→ Task list:
1. List every biblical narrative or figure that the passage on Black Legacies says chapter 3 links to a shared racializing spirit.
2. In the passage on Black Legacies, what is the title of Ramey's third chapter?
3. Please condense the paragraph of the passage on Black Legacies that begins "The question of whether scholars can profitably study race" and keep its main facts.

Given text Block Start

The question of whether scholars can profitably study race in the Middle Ages has become increasingly pressing in recent years. Race and medieval studies have not traditionally mixed, and Geraldine Heng has written that race studies suffers from a “blind spot . . . a cognitive lag that makes theory unable to step back any further than the Renaissance” (2011, 262). Heng and other scholars, such as Jeffrey Jerome Cohen, have argued that “medieval texts reflect and participate in the creation of human hierarchies with lived effects” (Cohen 2013, 111). Thomas Hahn has claimed that examining medieval descriptors of identities “affirm(s) the cross-cultural usefulness and stability” of the notion of race (2001, 26). In my forthcoming (March 2015) special issue of Postmedieval, I point out that, while “to be black is, in the European Middle Ages, to be other . . . to be black is also to be other to the European Middle Ages.” The notion of a homogenously white space has for far too long dominated popular and scholarly notions of the European Middle Ages. In Black Legacies, Lynn T. Ramey adds her voice to the cadre of scholars who have registered the importance of studying medieval race when she succinctly states, “It is not necessary to have the word ‘race’ to have the concept of race” (26). The answer that Black Legacies gives to the question of race’s relevance to the Middle Ages is resoundingly affirmative.

In fact, Black Legacies registers the magnitude of race’s impact on the Middle Ages by painting with broad brushstrokes. The approach is fitting; medieval race boasts a vast body of evidence that points to large-scale cultural effects. After dealing in her first two chapters with the foundational entanglement of race in the eighteenth- and nineteenth-century origins of medieval studies and rehearsing major points of inquiry into medieval race (convivencia in medieval Spain, the unstable meanings of blackness, rationalist philosophical investigations as to what constitutes humanity), Ramey moves on in chapter 3 to the role of the Christian biblical tradition in the development of racial ideology. The chapter, titled “Biblical Race?,” achieves its goal not so much through comprehensiveness—the topic could easily take up a book longer than Black Legacies; Willie James Jennings’s The Christian Imagination (2010) and J. Kameron Carter’s Race: A [End Page 355] Theological Account (2008) come to mind—as through nuanced treatments of several exemplary narratives and figures. The chapter effectively asserts that a racializing spirit is shared among the tradition of Moses’s “Cushite” wife, the genealogical and geographical division of the world according to Noah’s three sons, the story of the Queen of Sheba and her encounter with Solomon, and the figure of the black bride in the Song of Songs. Ramey’s fourth chapter explores the medieval understanding of heredity, focusing on the implications and results of reproductive pairs mismatched by religion, culture, and phenotype. Ramey rightly notes that this study requires turning to late medieval popular literature. While the Bible, Greek and Roman philosophies, and medical writings rarely address “miscegenation,” “the vernacular literature of the twelfth and thirteenth centuries seems particularly preoccupied with intermarriage” (68). Black Legacies paints its picture of medieval race vividly and dynamically with late medieval popular literature as its brush.

Given text Block End
Exercise data Block Start

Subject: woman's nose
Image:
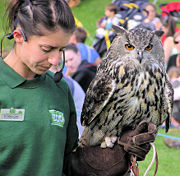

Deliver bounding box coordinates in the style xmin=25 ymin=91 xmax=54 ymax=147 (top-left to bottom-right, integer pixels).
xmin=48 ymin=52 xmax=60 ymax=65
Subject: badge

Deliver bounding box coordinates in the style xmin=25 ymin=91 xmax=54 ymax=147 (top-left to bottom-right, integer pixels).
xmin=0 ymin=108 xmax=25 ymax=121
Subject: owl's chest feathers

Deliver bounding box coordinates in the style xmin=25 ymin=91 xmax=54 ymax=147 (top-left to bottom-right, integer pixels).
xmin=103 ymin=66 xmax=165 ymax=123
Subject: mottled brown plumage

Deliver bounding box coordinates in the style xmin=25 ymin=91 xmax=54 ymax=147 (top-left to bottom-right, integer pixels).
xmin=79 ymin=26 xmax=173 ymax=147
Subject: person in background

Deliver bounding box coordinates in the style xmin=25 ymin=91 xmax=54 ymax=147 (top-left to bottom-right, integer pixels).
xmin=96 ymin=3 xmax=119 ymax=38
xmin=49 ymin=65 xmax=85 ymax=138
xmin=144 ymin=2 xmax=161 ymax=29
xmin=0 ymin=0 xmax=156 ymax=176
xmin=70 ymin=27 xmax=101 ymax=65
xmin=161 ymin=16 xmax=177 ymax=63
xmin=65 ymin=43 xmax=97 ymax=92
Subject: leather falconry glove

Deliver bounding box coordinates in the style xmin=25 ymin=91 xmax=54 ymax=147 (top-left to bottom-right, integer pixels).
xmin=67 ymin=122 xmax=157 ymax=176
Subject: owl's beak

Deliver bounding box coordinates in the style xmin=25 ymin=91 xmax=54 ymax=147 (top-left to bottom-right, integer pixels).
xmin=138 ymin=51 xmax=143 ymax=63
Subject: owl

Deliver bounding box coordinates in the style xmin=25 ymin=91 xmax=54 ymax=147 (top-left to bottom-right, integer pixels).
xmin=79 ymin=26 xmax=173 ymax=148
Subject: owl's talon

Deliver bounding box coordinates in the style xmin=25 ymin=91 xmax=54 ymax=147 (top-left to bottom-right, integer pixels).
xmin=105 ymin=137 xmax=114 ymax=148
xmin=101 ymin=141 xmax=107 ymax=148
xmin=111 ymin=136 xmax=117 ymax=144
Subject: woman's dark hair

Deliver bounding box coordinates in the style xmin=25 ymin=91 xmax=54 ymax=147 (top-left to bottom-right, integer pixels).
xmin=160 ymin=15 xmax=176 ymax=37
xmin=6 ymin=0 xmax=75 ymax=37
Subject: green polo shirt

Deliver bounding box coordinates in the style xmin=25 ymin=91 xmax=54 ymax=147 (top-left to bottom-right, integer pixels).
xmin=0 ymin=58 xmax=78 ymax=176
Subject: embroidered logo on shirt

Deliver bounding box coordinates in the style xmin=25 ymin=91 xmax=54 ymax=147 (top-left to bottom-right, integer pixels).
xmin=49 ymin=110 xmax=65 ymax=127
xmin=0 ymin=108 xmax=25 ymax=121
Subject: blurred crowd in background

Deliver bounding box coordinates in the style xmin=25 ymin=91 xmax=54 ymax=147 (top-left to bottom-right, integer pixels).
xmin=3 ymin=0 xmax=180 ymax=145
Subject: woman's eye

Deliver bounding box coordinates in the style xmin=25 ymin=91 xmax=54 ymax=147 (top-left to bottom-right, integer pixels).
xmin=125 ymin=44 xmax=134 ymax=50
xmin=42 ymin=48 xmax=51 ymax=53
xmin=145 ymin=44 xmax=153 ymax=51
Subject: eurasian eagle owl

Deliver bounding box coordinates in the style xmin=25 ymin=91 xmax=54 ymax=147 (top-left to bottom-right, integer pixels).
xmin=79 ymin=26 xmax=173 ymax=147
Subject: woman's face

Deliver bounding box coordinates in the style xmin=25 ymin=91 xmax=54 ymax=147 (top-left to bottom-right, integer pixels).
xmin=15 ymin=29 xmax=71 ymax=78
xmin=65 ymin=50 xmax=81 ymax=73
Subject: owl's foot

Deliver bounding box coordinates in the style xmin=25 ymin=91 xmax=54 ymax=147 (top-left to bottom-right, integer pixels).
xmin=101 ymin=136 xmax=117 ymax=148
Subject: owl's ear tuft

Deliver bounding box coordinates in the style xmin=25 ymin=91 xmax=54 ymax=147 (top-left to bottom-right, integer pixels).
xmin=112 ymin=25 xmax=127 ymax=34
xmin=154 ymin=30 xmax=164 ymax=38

Exercise data Block End

→ Outputs in order:
1.
- Moses's "Cushite" wife
- The genealogical and geographical division of the world according to Noah's three sons
- The story of the Queen of Sheba and her encounter with Solomon
- The figure of the black bride in the Song of Songs

2. “Biblical Race?”

3. Race and medieval studies have not traditionally mixed, but whether scholars can profitably study race in the Middle Ages has become an increasingly pressing question. Geraldine Heng says race studies has a "blind spot" that keeps theory from looking back past the Renaissance. She and Jeffrey Jerome Cohen argue that medieval texts help create human hierarchies with lived effects. Thomas Hahn holds that medieval descriptors of identity affirm the cross-cultural usefulness and stability of the notion of race. The reviewer's forthcoming (March 2015) special issue of Postmedieval notes that to be black is to be other both in and to the European Middle Ages. It also states that the notion of a homogenously white medieval Europe has dominated for far too long. In Black Legacies, Lynn T. Ramey joins these scholars, stating that "It is not necessary to have the word 'race' to have the concept of race." The book answers the question of race's relevance to the Middle Ages with a resounding yes.